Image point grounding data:
--------------------

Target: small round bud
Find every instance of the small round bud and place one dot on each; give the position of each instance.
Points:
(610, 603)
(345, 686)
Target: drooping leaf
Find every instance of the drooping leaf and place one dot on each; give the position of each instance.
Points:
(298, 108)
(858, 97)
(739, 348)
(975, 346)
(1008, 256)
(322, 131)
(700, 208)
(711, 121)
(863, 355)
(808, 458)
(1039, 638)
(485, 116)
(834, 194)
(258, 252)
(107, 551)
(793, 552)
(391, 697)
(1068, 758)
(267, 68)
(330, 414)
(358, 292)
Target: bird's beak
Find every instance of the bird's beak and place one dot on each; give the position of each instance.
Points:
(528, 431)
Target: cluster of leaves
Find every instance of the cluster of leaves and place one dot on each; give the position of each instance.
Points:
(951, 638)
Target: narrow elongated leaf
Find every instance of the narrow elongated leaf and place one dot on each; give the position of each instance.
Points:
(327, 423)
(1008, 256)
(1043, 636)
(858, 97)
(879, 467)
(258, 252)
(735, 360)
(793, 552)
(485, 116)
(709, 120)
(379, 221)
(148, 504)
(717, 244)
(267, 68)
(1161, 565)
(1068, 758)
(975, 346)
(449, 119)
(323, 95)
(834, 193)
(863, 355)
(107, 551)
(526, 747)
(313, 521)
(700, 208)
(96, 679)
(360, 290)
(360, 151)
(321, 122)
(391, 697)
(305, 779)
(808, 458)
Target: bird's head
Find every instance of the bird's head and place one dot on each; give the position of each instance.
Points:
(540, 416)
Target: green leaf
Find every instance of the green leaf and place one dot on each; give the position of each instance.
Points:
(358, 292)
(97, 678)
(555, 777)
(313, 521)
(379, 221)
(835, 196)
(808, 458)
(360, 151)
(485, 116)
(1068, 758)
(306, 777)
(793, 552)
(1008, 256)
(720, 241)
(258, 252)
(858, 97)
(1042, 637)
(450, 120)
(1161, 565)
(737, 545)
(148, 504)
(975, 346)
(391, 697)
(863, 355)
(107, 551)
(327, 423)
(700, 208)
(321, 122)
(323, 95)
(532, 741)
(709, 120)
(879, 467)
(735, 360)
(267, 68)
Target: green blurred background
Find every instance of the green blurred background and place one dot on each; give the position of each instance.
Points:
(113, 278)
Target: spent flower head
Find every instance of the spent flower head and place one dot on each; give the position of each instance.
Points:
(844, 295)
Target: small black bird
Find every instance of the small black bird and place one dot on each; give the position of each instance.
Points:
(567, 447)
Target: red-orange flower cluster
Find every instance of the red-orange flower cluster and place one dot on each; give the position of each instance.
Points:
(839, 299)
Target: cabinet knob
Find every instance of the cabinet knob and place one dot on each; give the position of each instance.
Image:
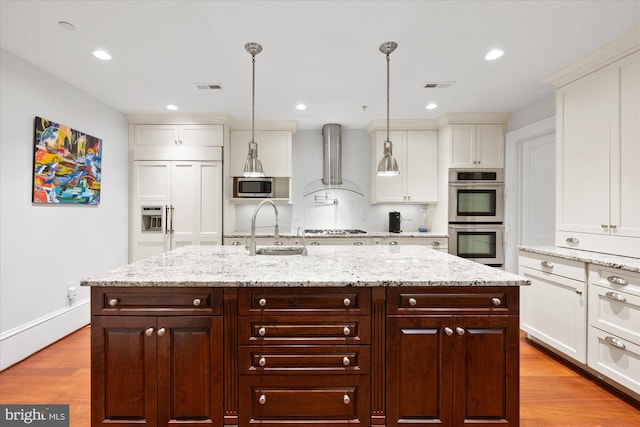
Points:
(617, 280)
(615, 342)
(615, 296)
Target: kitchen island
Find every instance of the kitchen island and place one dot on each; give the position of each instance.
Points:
(344, 336)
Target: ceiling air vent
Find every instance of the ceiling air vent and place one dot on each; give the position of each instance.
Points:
(208, 86)
(437, 85)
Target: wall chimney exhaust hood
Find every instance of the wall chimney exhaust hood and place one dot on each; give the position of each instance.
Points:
(332, 164)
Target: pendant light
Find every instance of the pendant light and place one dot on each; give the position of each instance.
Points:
(388, 165)
(253, 165)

--------------------

■ About this exercise ■
Reproduce word for word the lines from the one containing "Find every instance of the red-orange" through the end of the data, both ends kept. Drop the pictures.

■ Written solution ■
Find every instance of the red-orange flower cluster and place one dot on each; give the position of each instance.
Points:
(839, 299)
Target: cabinet knob
Find every instance of the cabinet knob and place one dot on each; give the position of each instance.
Image:
Points:
(617, 280)
(615, 342)
(615, 296)
Target: kitchen island
Find every instance of the kitchen island and place one dot on each; give the position of each instance.
Points:
(344, 336)
Target: ceiling air vent
Find every instance of the ceiling air vent and place one dot on each; give the position of each instance.
Points:
(208, 86)
(437, 85)
Target: wall chimney exhaust hood
Find every instance of the wall chimney exhaust hood and place one dot on each; give the position of each instance.
Points:
(332, 164)
Target: pendant light
Find every instance of the pendant light and place one dot on each; give the position of each instance.
Points:
(388, 165)
(253, 165)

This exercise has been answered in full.